Work required:
Copy out these rows, swapping "horse leg" for "horse hoof" and changing nothing else.
=-=-=-=-=
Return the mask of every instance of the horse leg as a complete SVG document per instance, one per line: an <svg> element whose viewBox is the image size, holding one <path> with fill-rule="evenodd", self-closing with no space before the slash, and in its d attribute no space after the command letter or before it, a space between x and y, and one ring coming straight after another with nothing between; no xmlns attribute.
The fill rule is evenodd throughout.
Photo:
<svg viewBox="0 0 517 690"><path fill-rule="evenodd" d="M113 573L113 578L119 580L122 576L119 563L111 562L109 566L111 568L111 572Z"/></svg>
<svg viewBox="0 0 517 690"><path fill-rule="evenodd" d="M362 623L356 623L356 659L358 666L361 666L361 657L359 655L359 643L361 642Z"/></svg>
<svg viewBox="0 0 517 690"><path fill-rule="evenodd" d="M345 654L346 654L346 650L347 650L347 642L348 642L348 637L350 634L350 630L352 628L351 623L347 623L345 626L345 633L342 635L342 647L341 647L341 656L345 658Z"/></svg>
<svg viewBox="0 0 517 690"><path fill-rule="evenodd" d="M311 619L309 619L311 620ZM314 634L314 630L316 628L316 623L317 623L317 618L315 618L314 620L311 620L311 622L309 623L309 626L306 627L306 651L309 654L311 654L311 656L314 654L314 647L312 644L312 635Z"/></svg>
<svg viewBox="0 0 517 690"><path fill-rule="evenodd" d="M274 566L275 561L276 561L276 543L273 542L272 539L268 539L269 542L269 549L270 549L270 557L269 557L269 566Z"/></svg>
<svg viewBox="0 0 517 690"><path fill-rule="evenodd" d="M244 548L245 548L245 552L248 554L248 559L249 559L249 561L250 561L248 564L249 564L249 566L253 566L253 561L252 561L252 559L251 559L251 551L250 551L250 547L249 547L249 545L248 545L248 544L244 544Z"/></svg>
=-=-=-=-=
Answer to the task:
Return the mask of every instance of the horse hoof as a complete SVG document per instance, one per line: an <svg> element whose viewBox is the image size, holding one <path> with fill-rule="evenodd", self-closing with no space before the slash, and in its d attribute no space after the command letter or before it, a space between x and y, and one ring coming straight after another with nothing between; no xmlns attribute.
The fill rule is evenodd throughout.
Photo:
<svg viewBox="0 0 517 690"><path fill-rule="evenodd" d="M113 573L113 578L119 580L122 576L119 563L111 562L109 566L111 568L111 572Z"/></svg>
<svg viewBox="0 0 517 690"><path fill-rule="evenodd" d="M362 623L356 623L356 659L358 666L361 666L361 657L359 655L359 643L361 642Z"/></svg>
<svg viewBox="0 0 517 690"><path fill-rule="evenodd" d="M345 654L346 654L346 650L347 650L347 642L348 642L348 637L350 634L350 630L352 628L351 623L347 623L345 626L345 633L342 635L342 647L341 647L341 656L345 658Z"/></svg>
<svg viewBox="0 0 517 690"><path fill-rule="evenodd" d="M311 619L309 619L311 620ZM314 634L314 630L316 628L316 623L317 623L317 618L315 618L314 620L311 620L311 622L309 623L309 626L306 627L306 651L309 654L311 654L311 656L314 654L314 647L312 644L312 635Z"/></svg>
<svg viewBox="0 0 517 690"><path fill-rule="evenodd" d="M274 566L275 561L276 561L276 543L273 542L272 539L268 539L269 542L269 549L270 549L270 557L269 557L269 566Z"/></svg>
<svg viewBox="0 0 517 690"><path fill-rule="evenodd" d="M244 548L245 548L245 552L248 554L248 559L249 559L249 561L250 561L248 564L249 564L249 566L253 566L253 561L252 561L252 559L251 559L251 551L250 551L250 547L249 547L249 545L248 545L248 544L244 544Z"/></svg>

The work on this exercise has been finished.